Work instructions: Return each line of the rows below as one string in a JSON list, leaving out blank lines.

Records supplied:
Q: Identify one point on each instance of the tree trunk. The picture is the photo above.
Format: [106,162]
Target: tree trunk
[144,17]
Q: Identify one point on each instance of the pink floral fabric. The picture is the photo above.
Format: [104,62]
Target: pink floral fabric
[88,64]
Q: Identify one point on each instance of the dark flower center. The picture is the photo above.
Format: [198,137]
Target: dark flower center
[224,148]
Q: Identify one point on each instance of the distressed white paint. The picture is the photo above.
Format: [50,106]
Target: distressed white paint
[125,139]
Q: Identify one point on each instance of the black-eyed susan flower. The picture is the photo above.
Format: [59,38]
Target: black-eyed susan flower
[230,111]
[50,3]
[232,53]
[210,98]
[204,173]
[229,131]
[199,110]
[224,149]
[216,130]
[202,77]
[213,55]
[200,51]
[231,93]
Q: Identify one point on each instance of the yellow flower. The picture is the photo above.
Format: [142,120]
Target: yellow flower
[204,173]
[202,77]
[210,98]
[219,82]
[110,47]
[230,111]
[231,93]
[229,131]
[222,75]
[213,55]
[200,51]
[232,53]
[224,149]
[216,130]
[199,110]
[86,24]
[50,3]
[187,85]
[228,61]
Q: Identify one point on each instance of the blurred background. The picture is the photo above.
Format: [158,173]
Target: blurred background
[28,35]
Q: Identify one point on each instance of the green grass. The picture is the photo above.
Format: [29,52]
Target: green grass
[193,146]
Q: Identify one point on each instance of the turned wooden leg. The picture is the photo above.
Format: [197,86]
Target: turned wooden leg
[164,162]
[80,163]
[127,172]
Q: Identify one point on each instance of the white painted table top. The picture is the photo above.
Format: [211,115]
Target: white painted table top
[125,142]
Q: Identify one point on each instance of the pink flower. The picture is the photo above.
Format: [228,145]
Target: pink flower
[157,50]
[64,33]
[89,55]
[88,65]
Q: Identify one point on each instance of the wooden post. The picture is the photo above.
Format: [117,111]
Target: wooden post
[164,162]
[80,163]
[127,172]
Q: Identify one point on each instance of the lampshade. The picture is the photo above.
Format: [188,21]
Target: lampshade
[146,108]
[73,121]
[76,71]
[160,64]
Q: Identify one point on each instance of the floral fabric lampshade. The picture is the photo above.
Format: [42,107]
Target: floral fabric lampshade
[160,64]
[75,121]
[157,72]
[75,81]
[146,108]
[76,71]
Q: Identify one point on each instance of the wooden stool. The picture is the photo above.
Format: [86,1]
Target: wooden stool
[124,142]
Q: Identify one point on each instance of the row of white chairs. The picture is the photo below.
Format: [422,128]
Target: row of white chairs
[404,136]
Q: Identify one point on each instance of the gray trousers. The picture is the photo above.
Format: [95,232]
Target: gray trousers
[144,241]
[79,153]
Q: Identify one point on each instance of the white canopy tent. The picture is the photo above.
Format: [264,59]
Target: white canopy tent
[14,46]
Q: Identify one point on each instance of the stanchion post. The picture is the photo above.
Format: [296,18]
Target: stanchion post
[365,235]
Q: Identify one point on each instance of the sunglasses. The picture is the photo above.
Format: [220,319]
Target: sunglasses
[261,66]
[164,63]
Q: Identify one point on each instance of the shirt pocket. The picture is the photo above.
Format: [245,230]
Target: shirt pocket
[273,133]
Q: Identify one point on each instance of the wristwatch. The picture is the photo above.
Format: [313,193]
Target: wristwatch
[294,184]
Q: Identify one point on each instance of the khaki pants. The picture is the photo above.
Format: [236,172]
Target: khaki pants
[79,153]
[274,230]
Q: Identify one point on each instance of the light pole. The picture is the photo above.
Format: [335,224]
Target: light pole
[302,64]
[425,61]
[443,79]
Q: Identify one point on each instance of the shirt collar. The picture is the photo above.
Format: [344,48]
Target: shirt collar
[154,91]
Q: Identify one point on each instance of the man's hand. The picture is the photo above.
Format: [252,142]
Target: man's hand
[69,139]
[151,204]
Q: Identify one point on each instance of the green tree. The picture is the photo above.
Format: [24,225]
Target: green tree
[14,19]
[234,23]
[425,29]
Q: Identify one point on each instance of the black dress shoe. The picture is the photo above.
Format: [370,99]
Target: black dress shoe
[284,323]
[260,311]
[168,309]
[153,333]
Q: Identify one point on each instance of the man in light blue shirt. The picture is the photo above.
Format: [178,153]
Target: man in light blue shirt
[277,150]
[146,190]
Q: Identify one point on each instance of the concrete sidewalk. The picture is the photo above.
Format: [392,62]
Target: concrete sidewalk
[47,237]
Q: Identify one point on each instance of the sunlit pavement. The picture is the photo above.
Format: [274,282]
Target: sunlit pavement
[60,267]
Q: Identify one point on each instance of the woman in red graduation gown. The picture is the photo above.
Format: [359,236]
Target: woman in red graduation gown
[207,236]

Written reply:
[
  "Q: Identify one point on each instance of the tree trunk. The picture is the photo above.",
  "Format: [106,162]",
  "Target: tree trunk",
  "[144,17]",
  "Q: Identify one point on each instance of the pink floral fabric. The picture is the photo above.",
  "Format: [104,62]",
  "Target: pink floral fabric",
  "[88,64]",
  "Q: Identify one point on each instance of the dark flower center. The picture is the photo above.",
  "Format: [198,137]",
  "Target: dark flower center",
  "[224,148]",
  "Q: Identify one point on each instance of the distressed white paint. The picture is the photo above.",
  "Format: [50,106]",
  "Target: distressed white paint",
  "[125,139]",
  "Q: Identify one point on each instance of the black-eyed susan flower. The picture is the photo above.",
  "Format: [59,38]",
  "Target: black-eyed susan flower",
  "[230,111]",
  "[50,3]",
  "[232,53]",
  "[210,98]",
  "[204,173]",
  "[229,131]",
  "[199,110]",
  "[224,149]",
  "[216,130]",
  "[202,77]",
  "[213,55]",
  "[200,51]",
  "[231,93]",
  "Q: Identify one point on each instance of the yellow flower. The picture is the photo above.",
  "Format: [142,120]",
  "Target: yellow flower",
  "[204,173]",
  "[202,77]",
  "[210,98]",
  "[219,82]",
  "[110,47]",
  "[230,111]",
  "[231,93]",
  "[229,131]",
  "[222,75]",
  "[213,55]",
  "[200,51]",
  "[232,53]",
  "[224,149]",
  "[216,130]",
  "[199,110]",
  "[86,24]",
  "[50,3]",
  "[187,85]",
  "[228,61]",
  "Q: Identify one point on each instance of the blurred background. The picture is the photo above.",
  "Format: [158,173]",
  "Target: blurred background",
  "[28,35]",
  "Q: Identify one point on each instance of the green grass. The picture is the photo above.",
  "Format: [29,52]",
  "Target: green grass",
  "[193,146]",
  "Q: Identify one point on each instance of the turned wooden leg. The picture is the photo above.",
  "Format: [197,86]",
  "Target: turned wooden leg",
  "[164,162]",
  "[80,163]",
  "[127,172]",
  "Q: Identify one point on each instance of the white painted table top. The picture is the photo above.",
  "Format: [211,115]",
  "Target: white painted table top",
  "[125,142]",
  "Q: Identify one point on each instance of the pink flower. The picture is the photo above.",
  "Format: [228,145]",
  "Target: pink flower",
  "[157,50]",
  "[64,33]",
  "[89,55]",
  "[88,65]",
  "Q: Identify one point on each instance of the wooden post. The picture is the photo above.",
  "Format: [117,111]",
  "Target: wooden post",
  "[164,162]",
  "[80,163]",
  "[127,172]",
  "Q: Identify one point on each instance of the lampshade. The picture is the photo above.",
  "Format: [188,21]",
  "Target: lampshade",
  "[146,108]",
  "[73,121]",
  "[76,71]",
  "[160,64]",
  "Q: Identify one point on each instance of the floral fabric lampshade. The picture is the photo above.",
  "Format: [42,107]",
  "Target: floral fabric lampshade",
  "[160,64]",
  "[75,121]",
  "[157,72]",
  "[75,81]",
  "[146,108]",
  "[76,71]",
  "Q: Identify one point on each instance of the wooden stool. The picture is the photo above.",
  "Format: [86,1]",
  "Target: wooden stool",
  "[124,142]",
  "Q: Identify one point on each instance of the row of white chairs. The picture is the photo below.",
  "Format: [422,128]",
  "Target: row of white chairs",
  "[404,136]",
  "Q: Identify one point on each instance of the gray trousers. The picture is the photo above.",
  "Format: [95,232]",
  "Target: gray trousers",
  "[144,241]",
  "[79,153]",
  "Q: Identify one point on each instance of the white canopy tent. The picture is the photo above.",
  "Format: [264,59]",
  "Target: white canopy tent",
  "[14,46]",
  "Q: Identify one point on each instance of the stanchion post. The picture is the photo above.",
  "Format: [296,18]",
  "Target: stanchion post",
  "[365,235]",
  "Q: Identify one point on each instance of the sunglasses. The picture is the photo above.",
  "Format: [220,319]",
  "Target: sunglasses",
  "[261,66]",
  "[164,63]",
  "Q: Identify one point on each instance of the shirt pocket. The picture is the photo above.",
  "Format: [245,230]",
  "Target: shirt pocket",
  "[273,133]",
  "Q: Identify one point on each instance of the wristwatch. The picture is the photo above.",
  "Format: [313,193]",
  "Target: wristwatch",
  "[294,184]",
  "Q: Identify one point on each instance of the khaki pants. The picture is the photo above.",
  "Format: [236,172]",
  "Target: khaki pants",
  "[79,153]",
  "[274,230]",
  "Q: Identify one point on each instance of the light pole. The picture is the photo above.",
  "Format: [335,224]",
  "Target: light pole",
  "[302,64]",
  "[425,61]",
  "[443,79]",
  "Q: Identify one point on each instance of the shirt collar. The picture is the photo above.",
  "Format: [344,48]",
  "Target: shirt collar",
  "[154,91]",
  "Q: Identify one point on each instance of the man's hand. The picture is the photo above.",
  "Format: [252,142]",
  "Target: man's hand",
  "[69,139]",
  "[151,204]",
  "Q: Identify one point on each instance of the green tree. The picture is the photo above.",
  "Format: [24,225]",
  "Target: green tree",
  "[14,19]",
  "[234,23]",
  "[425,29]",
  "Q: Identify one point on each instance of the black dress shoe. The picture is the photo above.",
  "Format: [370,99]",
  "Target: black dress shoe",
  "[284,323]",
  "[260,311]",
  "[168,309]",
  "[153,333]",
  "Q: Identify one point on each instance of the man in light blue shirt. The picture is the photo above.",
  "Format: [178,153]",
  "Target: man in light blue shirt",
  "[277,150]",
  "[146,190]",
  "Q: Identify one point on each instance of the concrete sidewalk. The picture is the photo above.",
  "Format: [392,62]",
  "Target: concrete sidewalk",
  "[47,237]",
  "Q: Identify one point on each instance of the sunlit pavement. The picture is the photo above.",
  "Format: [274,282]",
  "Target: sunlit pavement",
  "[60,267]",
  "Q: Identify one point on each instance of the woman in red graduation gown. The picture is the photo above.",
  "Format: [359,236]",
  "Target: woman in red graduation gown",
  "[207,236]"
]